━━━ FRAGMENTO DEL TEXTO ━━━
Bismarck no tuvo que esperar la era del idealismo wilsoniano para aprender el significado de la doctrina Monroe, explicada al presidente Wilson por el secretario de Estado Robert Lansing, quien encontró su descripción «incontestable», aunque aconsejó que sería «impolítico» que llegara al público:
«En su defensa de la doctrina Monroe los Estados Unidos consideran sus propios intereses. La integridad de otras naciones americanas es un incidente, no un fin. Aunque puede verse esto como basado solamente en el egoísmo, el autor de la doctrina no tenía motivo superior o más generoso en su declaración».
La doctrina no pudo ser todavía plenamente llevada a la práctica por causa del balance del poder mundial, aunque Wilson aseguró la dominación estadounidense de la región del Caribe por la fuerza, dejando un terrible legado que ha llegado a nuestros días, y fue capaz de moverse un poco más allá, sacando al enemigo británico fuera de la rica en petróleo Venezuela y apoyando al vicioso y corrupto dictador Juan Vicente Gómez, quien abrió el país a las corporaciones norteamericanas. Se instituyó políticas de puerta abierta y libre comercio del modo usual: presionando a Venezuela para que prohibiera concesiones a los británicos mientras se continuaba exigiendo—y asegurando—derechos petroleros de EEUU en el Medio Oriente, donde los británicos y los franceses lideraban. Hacia 1928 Venezuela se había convertido en el líder exportador del mundo, con compañías norteamericanas a cargo. La historia continúa justo hasta las primeras páginas en 2003, con una enorme pobreza en un país de ricos recursos y potencial, ofreciendo gran riqueza a los inversionistas extranjeros y un pequeño sector de la población.
━━━ REGISTROS GUARDADOS ━━━
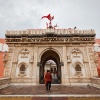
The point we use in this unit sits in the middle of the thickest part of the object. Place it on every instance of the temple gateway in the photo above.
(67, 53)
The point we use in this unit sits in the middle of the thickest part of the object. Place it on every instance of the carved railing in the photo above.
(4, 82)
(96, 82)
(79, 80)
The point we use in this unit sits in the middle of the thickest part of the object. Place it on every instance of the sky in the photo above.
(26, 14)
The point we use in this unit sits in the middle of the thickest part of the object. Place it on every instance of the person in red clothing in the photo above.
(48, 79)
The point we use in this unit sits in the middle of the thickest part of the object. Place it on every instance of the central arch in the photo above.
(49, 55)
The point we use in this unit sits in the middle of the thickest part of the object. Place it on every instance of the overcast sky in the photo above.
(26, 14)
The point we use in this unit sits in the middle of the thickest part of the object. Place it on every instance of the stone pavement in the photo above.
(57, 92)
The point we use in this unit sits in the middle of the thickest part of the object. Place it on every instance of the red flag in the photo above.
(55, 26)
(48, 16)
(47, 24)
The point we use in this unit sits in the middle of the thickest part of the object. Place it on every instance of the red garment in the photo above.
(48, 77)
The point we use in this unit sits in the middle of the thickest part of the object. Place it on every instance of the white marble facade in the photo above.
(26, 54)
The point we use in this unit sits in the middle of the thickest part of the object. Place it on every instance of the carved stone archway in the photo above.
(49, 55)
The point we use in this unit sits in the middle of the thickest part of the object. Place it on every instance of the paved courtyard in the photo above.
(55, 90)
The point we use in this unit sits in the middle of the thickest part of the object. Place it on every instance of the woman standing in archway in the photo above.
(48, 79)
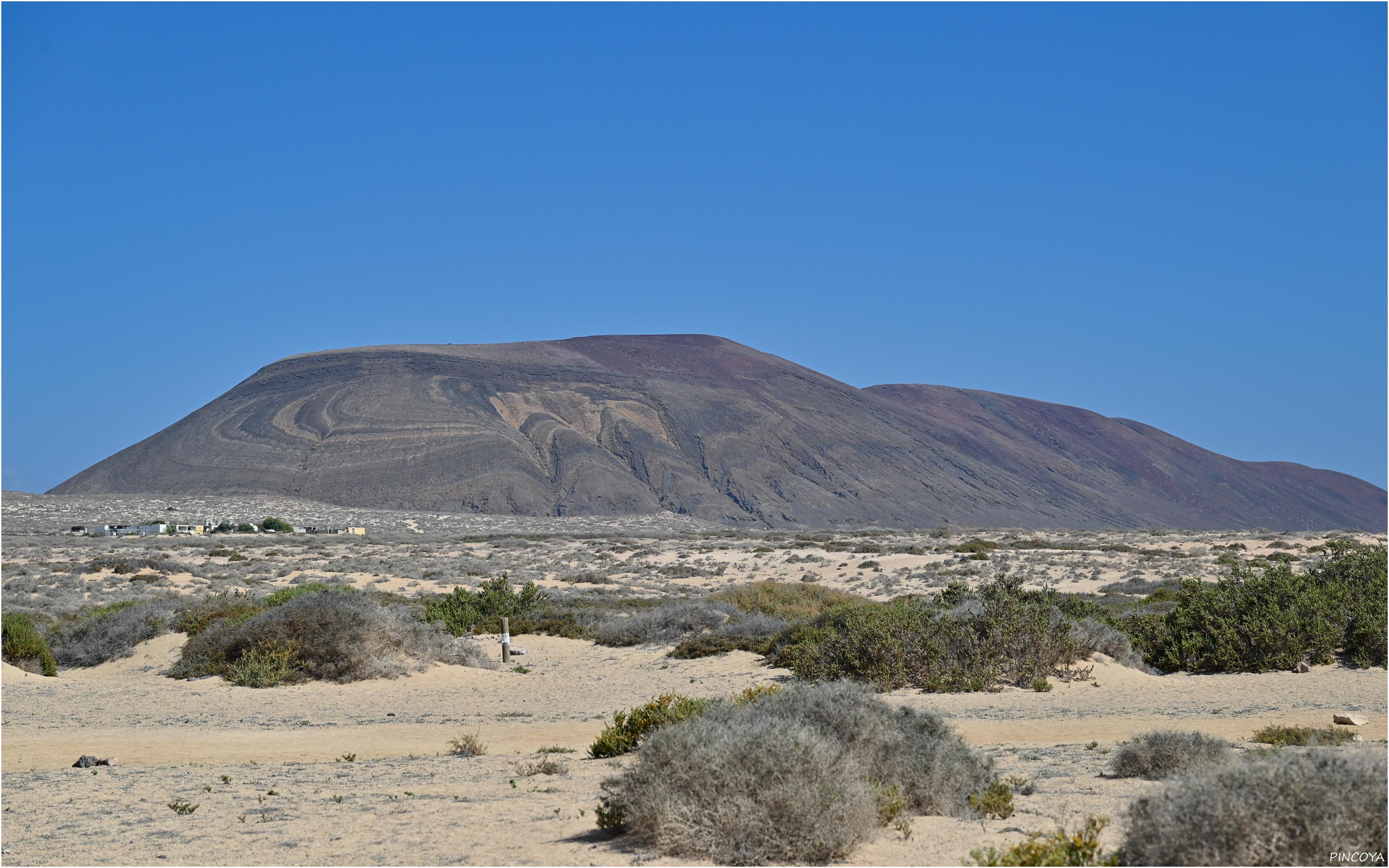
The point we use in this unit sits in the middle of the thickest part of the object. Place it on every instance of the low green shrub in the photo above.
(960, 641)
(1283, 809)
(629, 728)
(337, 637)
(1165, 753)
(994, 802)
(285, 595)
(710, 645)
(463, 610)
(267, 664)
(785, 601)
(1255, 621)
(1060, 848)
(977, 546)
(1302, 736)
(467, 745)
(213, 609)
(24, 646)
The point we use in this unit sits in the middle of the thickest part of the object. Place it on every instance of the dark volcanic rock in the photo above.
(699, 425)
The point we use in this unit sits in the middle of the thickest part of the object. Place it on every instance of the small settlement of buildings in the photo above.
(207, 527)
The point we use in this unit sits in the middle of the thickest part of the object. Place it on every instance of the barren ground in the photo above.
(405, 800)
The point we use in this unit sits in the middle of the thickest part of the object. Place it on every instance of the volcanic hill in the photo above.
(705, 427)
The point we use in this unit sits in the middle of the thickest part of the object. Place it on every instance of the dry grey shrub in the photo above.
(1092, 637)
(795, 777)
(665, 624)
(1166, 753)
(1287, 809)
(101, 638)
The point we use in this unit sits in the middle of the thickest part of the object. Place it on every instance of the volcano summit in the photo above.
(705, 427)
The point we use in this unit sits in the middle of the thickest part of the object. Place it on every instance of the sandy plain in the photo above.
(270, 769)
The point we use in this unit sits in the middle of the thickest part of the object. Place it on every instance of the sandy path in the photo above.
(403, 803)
━━━
━━━ REGISTROS GUARDADOS ━━━
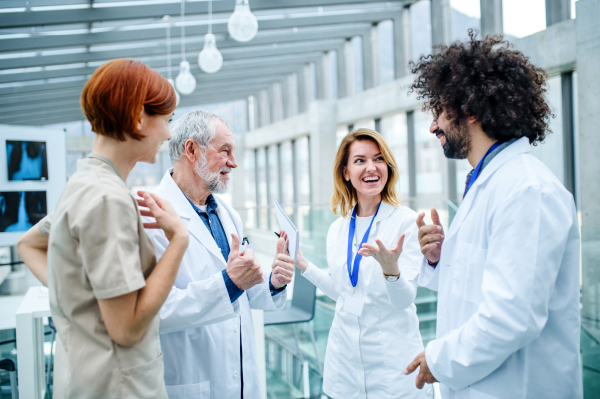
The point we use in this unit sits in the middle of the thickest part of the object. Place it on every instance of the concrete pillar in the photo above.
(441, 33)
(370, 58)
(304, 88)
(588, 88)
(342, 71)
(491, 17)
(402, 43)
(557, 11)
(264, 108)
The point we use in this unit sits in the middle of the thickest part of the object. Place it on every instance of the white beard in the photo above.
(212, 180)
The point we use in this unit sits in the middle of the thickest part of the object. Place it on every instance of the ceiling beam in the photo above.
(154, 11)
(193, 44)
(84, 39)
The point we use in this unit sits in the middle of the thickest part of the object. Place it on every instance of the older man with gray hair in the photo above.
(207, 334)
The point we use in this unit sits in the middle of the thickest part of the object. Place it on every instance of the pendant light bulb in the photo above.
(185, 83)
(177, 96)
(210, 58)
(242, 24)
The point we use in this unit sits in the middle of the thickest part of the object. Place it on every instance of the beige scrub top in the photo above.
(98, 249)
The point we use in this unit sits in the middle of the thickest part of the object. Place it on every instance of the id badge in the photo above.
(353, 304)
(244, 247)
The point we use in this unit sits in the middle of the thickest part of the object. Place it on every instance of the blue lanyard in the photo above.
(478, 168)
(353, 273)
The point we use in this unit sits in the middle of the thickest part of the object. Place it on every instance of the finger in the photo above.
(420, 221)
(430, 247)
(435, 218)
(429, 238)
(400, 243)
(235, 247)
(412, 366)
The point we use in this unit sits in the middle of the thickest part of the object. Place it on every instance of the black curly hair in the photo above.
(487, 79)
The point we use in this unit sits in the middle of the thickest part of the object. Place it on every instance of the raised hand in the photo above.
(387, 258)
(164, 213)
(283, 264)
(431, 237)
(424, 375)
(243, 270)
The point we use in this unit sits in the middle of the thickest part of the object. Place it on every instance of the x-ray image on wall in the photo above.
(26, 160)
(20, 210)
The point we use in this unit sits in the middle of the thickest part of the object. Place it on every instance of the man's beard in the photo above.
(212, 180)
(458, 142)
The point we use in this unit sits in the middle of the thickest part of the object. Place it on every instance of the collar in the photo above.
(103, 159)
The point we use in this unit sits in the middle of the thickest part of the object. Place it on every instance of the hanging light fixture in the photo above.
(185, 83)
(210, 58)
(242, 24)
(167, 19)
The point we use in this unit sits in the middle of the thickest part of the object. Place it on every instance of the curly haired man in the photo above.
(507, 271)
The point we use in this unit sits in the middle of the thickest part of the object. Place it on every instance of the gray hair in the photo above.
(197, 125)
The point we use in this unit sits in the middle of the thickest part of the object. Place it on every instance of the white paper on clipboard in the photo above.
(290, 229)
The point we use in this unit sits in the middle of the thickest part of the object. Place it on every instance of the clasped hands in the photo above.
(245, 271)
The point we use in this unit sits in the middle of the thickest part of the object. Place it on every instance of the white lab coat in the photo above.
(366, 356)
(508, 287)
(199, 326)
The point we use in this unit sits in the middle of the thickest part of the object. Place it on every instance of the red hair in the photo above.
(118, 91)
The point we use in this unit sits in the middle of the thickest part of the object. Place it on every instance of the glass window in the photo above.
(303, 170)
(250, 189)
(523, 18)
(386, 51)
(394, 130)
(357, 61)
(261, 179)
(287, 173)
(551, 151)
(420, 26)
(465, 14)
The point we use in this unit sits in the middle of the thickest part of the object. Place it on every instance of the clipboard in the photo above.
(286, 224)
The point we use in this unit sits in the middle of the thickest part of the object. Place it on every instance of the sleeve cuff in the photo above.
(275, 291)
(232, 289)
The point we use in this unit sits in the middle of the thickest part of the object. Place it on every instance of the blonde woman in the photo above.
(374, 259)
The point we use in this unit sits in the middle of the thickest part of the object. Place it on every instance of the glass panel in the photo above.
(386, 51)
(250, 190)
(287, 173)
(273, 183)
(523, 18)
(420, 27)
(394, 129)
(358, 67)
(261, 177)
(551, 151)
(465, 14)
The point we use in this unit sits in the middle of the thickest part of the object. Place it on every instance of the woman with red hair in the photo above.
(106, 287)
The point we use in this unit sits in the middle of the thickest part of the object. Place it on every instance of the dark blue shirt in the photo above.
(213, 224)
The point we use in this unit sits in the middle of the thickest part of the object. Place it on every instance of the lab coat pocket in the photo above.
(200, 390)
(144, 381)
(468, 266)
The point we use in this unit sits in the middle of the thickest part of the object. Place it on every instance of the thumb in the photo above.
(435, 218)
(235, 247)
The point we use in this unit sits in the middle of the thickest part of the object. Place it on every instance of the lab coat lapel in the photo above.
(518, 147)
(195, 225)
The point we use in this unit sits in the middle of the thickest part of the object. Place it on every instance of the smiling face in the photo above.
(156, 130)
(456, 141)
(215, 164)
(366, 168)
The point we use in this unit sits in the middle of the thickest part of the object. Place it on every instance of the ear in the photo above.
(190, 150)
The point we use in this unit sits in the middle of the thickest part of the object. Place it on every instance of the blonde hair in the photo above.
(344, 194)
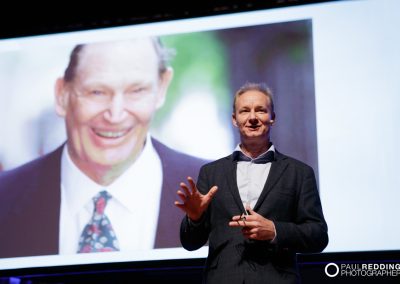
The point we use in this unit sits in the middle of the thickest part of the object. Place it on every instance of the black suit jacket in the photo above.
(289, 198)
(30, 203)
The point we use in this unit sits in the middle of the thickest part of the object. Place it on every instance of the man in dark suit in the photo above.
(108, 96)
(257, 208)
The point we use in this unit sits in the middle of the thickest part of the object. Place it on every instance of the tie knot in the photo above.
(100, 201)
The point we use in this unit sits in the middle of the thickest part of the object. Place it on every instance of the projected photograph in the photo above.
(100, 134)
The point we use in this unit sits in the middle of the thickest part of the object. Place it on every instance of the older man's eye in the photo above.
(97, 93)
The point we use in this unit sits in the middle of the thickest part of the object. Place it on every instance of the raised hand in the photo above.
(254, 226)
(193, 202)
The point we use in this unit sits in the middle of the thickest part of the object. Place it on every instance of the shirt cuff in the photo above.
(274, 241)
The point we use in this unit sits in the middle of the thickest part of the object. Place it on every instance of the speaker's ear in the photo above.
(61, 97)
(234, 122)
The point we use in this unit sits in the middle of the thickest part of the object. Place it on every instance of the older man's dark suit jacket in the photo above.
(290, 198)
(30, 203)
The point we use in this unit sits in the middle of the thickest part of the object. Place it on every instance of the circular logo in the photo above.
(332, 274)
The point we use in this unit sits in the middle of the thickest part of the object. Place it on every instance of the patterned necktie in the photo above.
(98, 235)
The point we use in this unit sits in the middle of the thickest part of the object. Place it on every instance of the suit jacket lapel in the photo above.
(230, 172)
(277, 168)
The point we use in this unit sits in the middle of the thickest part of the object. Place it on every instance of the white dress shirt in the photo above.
━━━
Escribe la continuación del fragmento sobre la doctrina Monroe y el petróleo venezolano a partir de su última oración.

LA RESPUESTA =
El alcance del poder de los EEUU era todavía limitado en época de Wilson, pero como había observado premonitoriamente el presidente Howard Taft, «no está distante el día cuando todo el hemisferio sea de hecho nuestro, como ya lo es moralmente en virtud de nuestra superioridad de raza». Los latinoamericanos pueden no entender, añadía la administración Wilson, pero esto es porque «son niños traviesos que están ejerciendo todos los privilegios y derechos de los mayores», y requieren «una mano firme, una mano con autoridad». No debía descuidarse los medios más suaves, sin embargo. Pudiera ser útil «darles unas cuantas palmadas de aprobación y hacerles creer que se les estima», como aconsejaba el secretario de Estado John Foster Dulles al presidente Eisenhower.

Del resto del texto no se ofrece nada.